(Entries from an annotation dataset)
╔══
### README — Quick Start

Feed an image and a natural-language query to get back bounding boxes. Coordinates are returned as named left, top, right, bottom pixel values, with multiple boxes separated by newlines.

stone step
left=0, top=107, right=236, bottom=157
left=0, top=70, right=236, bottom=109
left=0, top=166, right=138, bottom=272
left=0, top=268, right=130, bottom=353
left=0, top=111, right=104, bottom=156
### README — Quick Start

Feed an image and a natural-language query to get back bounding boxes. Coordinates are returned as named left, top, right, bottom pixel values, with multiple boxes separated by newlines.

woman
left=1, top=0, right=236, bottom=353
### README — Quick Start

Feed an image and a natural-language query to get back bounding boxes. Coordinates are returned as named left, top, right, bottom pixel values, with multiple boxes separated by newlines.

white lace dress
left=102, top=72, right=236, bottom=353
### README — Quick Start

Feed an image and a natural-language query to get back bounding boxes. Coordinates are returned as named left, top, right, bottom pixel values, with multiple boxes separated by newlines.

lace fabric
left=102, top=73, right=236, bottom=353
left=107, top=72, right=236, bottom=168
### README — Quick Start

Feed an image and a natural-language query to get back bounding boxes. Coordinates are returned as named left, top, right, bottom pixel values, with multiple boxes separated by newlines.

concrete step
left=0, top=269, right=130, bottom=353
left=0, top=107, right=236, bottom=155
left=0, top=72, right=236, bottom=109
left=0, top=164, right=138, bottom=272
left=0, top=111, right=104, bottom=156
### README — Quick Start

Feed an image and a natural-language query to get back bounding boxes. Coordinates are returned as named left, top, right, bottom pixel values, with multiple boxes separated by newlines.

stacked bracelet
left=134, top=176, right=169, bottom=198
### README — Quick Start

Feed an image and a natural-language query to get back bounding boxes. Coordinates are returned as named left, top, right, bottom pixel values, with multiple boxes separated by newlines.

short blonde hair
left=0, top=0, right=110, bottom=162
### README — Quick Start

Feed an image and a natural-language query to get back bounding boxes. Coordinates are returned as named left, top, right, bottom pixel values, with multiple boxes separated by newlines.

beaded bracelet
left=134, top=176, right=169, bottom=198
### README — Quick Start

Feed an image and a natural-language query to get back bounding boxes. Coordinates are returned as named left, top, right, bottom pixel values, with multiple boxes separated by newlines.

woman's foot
╚══
Starting at the beginning of the entries and ending at the line containing "left=102, top=72, right=236, bottom=353", with both of those lines included, write out every line again, requests included, and shift each bounding box coordinate by adding 92 to it.

### README — Quick Start

Feed an image and a natural-language query to get back bounding boxes. Coordinates are returned as named left, top, right, bottom pixel values, with multiple boxes separated by newlines.

stone step
left=92, top=199, right=328, bottom=249
left=92, top=162, right=328, bottom=201
left=92, top=258, right=230, bottom=364
left=92, top=360, right=222, bottom=445
left=92, top=203, right=196, bottom=248
### README — Quick Start

Feed an image and a natural-language query to get back bounding boxes. Coordinates are returned as named left, top, right, bottom pixel values, with multiple boxes separated by newlines.

woman
left=93, top=92, right=328, bottom=445
### README — Quick Start

Feed an image and a natural-language query to get back bounding boxes. Coordinates are returned as named left, top, right, bottom pixel values, with multiple boxes separated by newlines.

white lace dress
left=194, top=164, right=328, bottom=445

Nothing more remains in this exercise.